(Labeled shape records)
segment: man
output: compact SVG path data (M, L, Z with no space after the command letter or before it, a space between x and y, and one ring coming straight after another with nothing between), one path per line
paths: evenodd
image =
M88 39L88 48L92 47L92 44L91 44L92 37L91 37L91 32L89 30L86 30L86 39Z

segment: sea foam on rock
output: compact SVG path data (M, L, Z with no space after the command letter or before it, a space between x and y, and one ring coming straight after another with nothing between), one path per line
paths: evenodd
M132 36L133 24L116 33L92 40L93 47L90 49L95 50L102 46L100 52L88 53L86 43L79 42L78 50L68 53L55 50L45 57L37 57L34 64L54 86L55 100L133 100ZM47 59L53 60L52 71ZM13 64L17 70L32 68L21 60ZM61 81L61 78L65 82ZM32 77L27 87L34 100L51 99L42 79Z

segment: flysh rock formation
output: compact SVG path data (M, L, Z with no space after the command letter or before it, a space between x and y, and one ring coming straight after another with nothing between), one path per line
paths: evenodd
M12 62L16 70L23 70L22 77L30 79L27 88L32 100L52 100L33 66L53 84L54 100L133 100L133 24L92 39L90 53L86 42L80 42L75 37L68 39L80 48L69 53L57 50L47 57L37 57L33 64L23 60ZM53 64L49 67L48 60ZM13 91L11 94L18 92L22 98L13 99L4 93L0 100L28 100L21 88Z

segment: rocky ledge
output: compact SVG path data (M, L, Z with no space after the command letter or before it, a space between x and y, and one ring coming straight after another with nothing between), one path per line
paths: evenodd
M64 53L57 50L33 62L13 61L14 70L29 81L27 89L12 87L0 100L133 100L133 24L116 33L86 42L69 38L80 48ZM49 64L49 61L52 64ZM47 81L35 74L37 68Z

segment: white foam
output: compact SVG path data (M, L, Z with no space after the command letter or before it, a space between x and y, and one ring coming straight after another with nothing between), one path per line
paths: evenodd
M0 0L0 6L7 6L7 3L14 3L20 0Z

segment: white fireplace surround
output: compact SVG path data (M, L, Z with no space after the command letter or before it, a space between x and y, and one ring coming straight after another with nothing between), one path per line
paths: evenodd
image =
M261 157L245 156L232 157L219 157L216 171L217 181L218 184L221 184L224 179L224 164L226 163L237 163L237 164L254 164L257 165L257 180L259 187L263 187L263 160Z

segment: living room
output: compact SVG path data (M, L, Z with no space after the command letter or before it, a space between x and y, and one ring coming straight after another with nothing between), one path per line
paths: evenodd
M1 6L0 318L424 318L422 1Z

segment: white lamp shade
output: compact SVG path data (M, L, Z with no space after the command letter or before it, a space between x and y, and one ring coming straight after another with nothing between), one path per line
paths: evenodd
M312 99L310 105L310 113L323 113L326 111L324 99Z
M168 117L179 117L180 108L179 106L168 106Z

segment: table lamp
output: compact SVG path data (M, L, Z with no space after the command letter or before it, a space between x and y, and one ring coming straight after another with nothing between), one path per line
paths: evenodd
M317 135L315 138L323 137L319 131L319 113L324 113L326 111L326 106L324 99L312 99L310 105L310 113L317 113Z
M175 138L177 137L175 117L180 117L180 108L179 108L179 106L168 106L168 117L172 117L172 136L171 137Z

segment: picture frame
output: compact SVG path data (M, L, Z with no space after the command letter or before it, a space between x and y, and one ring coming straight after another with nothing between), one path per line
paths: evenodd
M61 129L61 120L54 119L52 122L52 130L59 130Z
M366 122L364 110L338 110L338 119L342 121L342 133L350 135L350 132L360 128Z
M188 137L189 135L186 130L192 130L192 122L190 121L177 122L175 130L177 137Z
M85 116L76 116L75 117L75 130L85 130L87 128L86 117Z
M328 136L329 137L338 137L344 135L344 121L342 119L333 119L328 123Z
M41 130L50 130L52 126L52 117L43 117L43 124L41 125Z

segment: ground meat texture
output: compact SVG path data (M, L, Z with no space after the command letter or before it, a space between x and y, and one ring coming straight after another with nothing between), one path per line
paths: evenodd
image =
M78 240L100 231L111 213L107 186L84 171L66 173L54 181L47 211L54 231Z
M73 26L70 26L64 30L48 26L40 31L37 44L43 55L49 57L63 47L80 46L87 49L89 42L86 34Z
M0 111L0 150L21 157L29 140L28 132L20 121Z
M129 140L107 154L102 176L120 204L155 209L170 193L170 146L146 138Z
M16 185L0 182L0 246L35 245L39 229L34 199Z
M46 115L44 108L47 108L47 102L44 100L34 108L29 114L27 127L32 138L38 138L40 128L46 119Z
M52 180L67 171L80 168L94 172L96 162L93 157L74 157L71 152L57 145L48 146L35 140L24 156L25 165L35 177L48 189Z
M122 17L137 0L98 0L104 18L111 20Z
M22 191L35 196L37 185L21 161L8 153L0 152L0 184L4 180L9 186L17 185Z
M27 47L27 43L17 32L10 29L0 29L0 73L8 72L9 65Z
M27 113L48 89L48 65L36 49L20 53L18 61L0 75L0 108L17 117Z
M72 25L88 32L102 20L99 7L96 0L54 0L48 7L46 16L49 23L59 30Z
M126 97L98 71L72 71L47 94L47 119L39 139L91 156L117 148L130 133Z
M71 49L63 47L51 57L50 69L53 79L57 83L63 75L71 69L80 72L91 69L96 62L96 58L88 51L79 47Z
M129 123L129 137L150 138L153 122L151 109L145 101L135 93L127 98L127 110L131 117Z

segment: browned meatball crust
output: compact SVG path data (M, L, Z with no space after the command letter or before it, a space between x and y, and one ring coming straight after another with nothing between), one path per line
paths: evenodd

# GIVEN REQUEST
Rewrite every line of the listing above as a numbered list, omitting the blank lines.

# COMPLETED TASK
1. segment: man
2. output: compact SVG path data (M, L, Z with no space after the command letter or before it, a space between x and y, and one ring coming straight after another with nothing between), one path per line
3. paths: evenodd
4. image =
5. M88 39L88 48L92 47L92 44L91 44L92 37L91 37L91 32L89 30L86 30L86 39Z
6. segment: sea foam on rock
7. output: compact SVG path data (M, L, Z with no space after the command letter or before it, a space between x and y, and one ring coming straight after another with nothing between), one path per line
8. paths: evenodd
9. M132 36L133 24L116 33L92 40L93 47L90 49L95 50L102 46L100 52L88 53L86 43L79 42L78 50L68 53L55 50L45 57L37 57L34 64L54 86L55 100L133 100ZM47 59L53 60L52 71ZM13 64L17 70L32 68L21 60ZM61 81L61 78L65 82ZM32 77L27 87L34 100L51 99L42 79Z
10. segment: flysh rock formation
11. output: compact SVG path data (M, L, Z with no space after the command letter or before it, a space between x and y, and one ring coming straight after another with nothing between), one path per line
12. paths: evenodd
13. M12 62L16 70L23 70L22 77L30 79L27 88L32 100L52 100L33 66L53 84L54 100L133 100L133 24L92 39L90 53L86 42L80 42L75 37L68 39L80 48L69 53L57 50L47 57L37 57L33 64L23 60ZM53 64L49 67L48 60ZM13 91L11 94L18 92L22 98L13 99L4 93L0 100L28 100L21 88Z
14. segment: rocky ledge
15. output: compact SVG path data (M, L, Z with no space after the command letter or before it, a space between x and y, and one ring coming straight after another with nothing between), one path per line
16. paths: evenodd
17. M64 53L57 50L33 62L13 61L14 70L29 81L27 89L12 87L0 100L133 100L133 24L116 33L86 42L69 38L80 48ZM49 64L49 61L52 64ZM47 81L35 74L37 68Z
18. segment: white foam
19. output: compact SVG path data (M, L, Z with no space after the command letter or before it, a space between x and y, and one ring coming straight after another with nothing between), one path per line
20. paths: evenodd
21. M0 0L0 6L7 6L7 3L14 3L20 0Z
22. segment: white fireplace surround
23. output: compact SVG path data (M, L, Z with no space after the command letter or before it, a space between x and y, and one ring coming straight after another with nothing between), one path per line
24. paths: evenodd
25. image =
26. M261 157L245 156L232 157L219 157L216 171L217 181L218 184L221 184L224 179L224 164L226 163L237 163L237 164L254 164L257 165L257 180L259 187L263 187L263 160Z
27. segment: living room
28. output: compact SVG path data (M, L, Z with no space after the command letter or before it, a space between x and y, and one ring coming straight after another with nothing between), one path per line
29. paths: evenodd
30. M1 6L0 318L424 318L422 1Z
31. segment: white lamp shade
32. output: compact SVG path data (M, L, Z with no space after the command letter or before it, a space between x and y, and one ring coming straight after another with nothing between), one path per line
33. paths: evenodd
34. M312 99L310 105L310 113L323 113L326 111L324 99Z
35. M168 117L179 117L180 108L179 106L168 106Z
36. segment: table lamp
37. output: compact SVG path data (M, L, Z with no space after the command letter or before it, a space between x and y, and one ring coming straight after another with nothing between), one path per line
38. paths: evenodd
39. M317 135L315 138L323 137L319 131L319 113L324 113L326 111L326 106L324 99L312 99L310 105L310 113L317 113Z
40. M175 138L177 137L175 117L180 117L180 108L179 108L179 106L168 106L168 117L172 117L172 136L171 137Z
41. segment: picture frame
42. output: compact SVG path data (M, L, Z with no space after the command letter or before it, a space between x and y, and one ring coming straight after another with nothing between), one path per line
43. paths: evenodd
44. M61 129L61 120L54 119L52 122L52 130L59 130Z
45. M366 122L364 110L338 110L338 119L342 121L342 133L350 135L350 132L360 128Z
46. M188 137L189 135L186 130L192 130L192 122L190 121L177 122L175 130L177 137Z
47. M85 116L76 116L75 117L75 130L85 130L87 128L86 117Z
48. M328 136L329 137L338 137L344 135L344 121L342 119L333 119L328 123Z
49. M41 130L50 130L52 126L52 117L43 117L43 124L41 125Z
50. segment: ground meat texture
51. output: compact SVG path data (M, L, Z with no space after the command letter or before it, a space between x and y, and one ring coming straight after another with nothing between), one path per line
52. paths: evenodd
53. image =
54. M78 240L100 231L111 213L107 186L84 171L66 173L54 181L47 211L54 231Z
55. M73 26L70 26L64 30L48 26L40 31L37 44L43 55L49 57L63 47L80 46L87 49L89 42L86 34Z
56. M0 111L0 150L21 157L29 140L28 132L20 121Z
57. M129 140L107 154L102 176L120 204L155 209L170 193L170 146L146 138Z
58. M16 185L0 182L0 246L35 245L39 229L34 199Z
59. M46 115L44 108L47 108L47 102L44 100L34 108L29 114L27 127L32 138L38 138L40 128L46 119Z
60. M52 180L67 171L80 168L94 172L96 162L93 157L74 157L71 152L57 145L48 146L35 140L24 156L25 165L35 177L48 189Z
61. M122 17L137 0L98 0L104 18L111 20Z
62. M22 191L35 196L37 185L21 161L8 153L0 152L0 184L4 180L9 186L17 185Z
63. M27 47L27 43L17 32L10 29L0 29L0 73L8 72L9 65Z
64. M27 113L48 89L48 65L36 49L20 53L18 61L0 75L0 108L17 117Z
65. M72 25L88 32L102 20L99 7L96 0L54 0L48 7L46 16L49 23L59 30Z
66. M126 97L98 71L72 71L47 94L47 119L39 139L91 156L117 148L130 133Z
67. M71 49L63 47L51 57L50 69L53 79L57 83L63 75L71 69L80 72L91 69L96 62L96 58L88 51L79 47Z
68. M129 123L129 137L150 138L153 122L151 109L145 101L135 93L127 98L127 110L131 117Z
69. segment: browned meatball crust
70. output: compact SVG path data (M, L, Z with no space after the command letter or before it, a space between x and y, and one ring coming straight after another with nothing between), one path per line
71. paths: evenodd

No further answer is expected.